PROVIDED DATA:
*** Begin section ***

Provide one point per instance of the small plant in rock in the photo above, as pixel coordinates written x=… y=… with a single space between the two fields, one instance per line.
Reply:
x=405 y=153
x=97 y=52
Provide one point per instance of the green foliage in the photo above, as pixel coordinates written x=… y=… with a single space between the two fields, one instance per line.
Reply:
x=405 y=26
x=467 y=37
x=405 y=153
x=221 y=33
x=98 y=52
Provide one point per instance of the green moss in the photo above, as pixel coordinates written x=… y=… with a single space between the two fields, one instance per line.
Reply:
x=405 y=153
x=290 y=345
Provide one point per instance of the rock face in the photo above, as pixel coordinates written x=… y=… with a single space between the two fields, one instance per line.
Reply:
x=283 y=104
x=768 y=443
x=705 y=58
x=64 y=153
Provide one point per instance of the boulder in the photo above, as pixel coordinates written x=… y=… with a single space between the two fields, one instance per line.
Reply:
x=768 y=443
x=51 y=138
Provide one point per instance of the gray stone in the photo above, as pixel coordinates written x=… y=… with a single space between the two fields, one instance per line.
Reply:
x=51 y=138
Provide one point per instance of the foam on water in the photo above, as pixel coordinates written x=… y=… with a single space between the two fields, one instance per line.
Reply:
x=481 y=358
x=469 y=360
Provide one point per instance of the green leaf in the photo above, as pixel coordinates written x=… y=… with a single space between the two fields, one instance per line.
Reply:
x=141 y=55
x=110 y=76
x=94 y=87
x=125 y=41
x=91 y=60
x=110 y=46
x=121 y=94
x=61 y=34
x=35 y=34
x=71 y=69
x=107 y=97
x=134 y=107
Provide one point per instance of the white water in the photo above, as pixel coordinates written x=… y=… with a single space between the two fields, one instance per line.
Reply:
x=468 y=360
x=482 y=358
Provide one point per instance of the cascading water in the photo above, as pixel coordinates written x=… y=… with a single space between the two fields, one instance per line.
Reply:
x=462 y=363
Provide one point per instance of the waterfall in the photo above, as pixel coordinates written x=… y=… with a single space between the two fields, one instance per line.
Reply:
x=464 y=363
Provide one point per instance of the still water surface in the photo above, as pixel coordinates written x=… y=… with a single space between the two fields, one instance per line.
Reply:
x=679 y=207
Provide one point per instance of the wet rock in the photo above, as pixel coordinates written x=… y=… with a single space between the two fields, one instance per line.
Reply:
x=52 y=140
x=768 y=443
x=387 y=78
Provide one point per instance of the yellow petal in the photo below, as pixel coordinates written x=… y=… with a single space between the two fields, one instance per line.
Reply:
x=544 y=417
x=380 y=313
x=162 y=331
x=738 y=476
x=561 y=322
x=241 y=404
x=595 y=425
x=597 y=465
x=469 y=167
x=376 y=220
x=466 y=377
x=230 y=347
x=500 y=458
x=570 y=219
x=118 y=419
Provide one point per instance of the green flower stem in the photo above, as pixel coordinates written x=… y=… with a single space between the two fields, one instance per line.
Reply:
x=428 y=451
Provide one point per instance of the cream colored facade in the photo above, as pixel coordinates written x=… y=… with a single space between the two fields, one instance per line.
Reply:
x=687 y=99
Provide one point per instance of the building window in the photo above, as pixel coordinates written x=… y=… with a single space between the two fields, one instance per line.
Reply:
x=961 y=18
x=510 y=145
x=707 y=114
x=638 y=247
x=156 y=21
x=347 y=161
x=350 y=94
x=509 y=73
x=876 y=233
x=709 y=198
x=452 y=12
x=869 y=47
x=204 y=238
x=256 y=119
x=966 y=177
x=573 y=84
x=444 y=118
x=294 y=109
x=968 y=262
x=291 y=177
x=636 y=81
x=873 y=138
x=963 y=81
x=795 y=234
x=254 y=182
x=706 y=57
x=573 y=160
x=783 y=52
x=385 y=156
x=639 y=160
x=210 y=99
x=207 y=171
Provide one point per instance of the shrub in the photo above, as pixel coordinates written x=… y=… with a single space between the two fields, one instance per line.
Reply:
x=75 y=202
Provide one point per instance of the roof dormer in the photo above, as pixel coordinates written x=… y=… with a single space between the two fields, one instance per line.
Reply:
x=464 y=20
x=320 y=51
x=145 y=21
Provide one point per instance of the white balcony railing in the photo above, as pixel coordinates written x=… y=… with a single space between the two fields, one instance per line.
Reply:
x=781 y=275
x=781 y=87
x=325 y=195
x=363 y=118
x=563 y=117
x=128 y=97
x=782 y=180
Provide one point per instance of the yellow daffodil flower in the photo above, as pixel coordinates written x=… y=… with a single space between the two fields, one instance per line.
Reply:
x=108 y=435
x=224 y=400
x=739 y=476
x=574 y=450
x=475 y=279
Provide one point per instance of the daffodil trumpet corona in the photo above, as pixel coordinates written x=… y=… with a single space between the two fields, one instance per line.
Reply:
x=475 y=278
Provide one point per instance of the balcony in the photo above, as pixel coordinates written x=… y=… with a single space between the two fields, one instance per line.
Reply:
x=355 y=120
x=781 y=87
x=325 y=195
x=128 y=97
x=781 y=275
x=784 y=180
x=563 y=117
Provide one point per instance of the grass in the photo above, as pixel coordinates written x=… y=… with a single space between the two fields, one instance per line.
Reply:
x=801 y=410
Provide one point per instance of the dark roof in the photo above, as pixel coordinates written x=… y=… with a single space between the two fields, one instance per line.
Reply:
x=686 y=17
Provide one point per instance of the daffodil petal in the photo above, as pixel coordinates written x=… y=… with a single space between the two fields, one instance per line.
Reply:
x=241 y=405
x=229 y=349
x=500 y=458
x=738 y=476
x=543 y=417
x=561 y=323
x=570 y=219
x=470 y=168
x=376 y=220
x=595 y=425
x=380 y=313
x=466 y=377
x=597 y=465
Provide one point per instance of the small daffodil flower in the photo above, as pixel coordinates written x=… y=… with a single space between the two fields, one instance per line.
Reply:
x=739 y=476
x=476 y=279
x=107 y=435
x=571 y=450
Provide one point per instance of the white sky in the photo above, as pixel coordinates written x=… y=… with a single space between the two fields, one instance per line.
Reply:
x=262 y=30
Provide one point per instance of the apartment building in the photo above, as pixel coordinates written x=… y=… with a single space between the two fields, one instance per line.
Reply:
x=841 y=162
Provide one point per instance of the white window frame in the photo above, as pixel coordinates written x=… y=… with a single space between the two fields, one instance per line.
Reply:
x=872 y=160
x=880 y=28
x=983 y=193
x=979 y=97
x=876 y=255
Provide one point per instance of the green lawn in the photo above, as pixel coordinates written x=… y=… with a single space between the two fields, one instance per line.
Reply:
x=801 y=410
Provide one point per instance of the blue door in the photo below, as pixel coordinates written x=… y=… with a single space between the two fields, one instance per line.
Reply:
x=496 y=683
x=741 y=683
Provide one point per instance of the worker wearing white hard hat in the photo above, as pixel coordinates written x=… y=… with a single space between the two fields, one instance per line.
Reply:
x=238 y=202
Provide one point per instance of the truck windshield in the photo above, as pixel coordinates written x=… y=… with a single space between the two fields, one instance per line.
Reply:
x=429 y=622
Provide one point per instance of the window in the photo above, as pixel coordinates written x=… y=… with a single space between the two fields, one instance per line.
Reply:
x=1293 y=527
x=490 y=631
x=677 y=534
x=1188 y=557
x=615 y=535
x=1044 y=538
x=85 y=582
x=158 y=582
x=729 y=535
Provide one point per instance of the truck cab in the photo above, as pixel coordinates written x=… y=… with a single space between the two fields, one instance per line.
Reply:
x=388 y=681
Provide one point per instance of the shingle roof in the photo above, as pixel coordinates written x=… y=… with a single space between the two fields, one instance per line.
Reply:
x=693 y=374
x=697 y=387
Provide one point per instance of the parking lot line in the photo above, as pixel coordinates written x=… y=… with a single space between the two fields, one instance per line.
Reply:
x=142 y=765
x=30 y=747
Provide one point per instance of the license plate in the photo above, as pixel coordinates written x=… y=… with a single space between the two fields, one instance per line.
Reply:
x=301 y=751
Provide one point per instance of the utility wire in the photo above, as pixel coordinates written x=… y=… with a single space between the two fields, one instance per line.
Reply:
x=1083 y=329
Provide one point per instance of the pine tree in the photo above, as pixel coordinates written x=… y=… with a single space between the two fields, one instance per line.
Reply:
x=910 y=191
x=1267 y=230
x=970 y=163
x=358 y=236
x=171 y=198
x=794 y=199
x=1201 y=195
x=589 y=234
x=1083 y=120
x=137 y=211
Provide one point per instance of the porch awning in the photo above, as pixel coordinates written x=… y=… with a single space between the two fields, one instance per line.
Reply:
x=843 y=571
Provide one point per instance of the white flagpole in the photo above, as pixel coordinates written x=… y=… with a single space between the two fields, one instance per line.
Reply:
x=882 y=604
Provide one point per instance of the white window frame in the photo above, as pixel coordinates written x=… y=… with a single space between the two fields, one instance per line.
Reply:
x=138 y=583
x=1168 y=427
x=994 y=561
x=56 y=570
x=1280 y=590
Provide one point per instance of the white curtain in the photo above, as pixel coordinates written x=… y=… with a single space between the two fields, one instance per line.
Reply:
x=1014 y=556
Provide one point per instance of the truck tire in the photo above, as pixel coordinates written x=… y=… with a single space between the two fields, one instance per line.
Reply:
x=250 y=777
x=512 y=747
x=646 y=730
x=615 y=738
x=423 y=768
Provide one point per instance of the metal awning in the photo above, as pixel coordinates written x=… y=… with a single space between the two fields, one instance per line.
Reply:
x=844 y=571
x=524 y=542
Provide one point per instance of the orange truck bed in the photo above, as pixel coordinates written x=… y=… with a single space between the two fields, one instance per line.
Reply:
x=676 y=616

*** End section ***

TASK:
What is needed is a count of the lines in the data that contain the word "yellow"; please give it and no other words.

COMPLETED EXERCISE:
2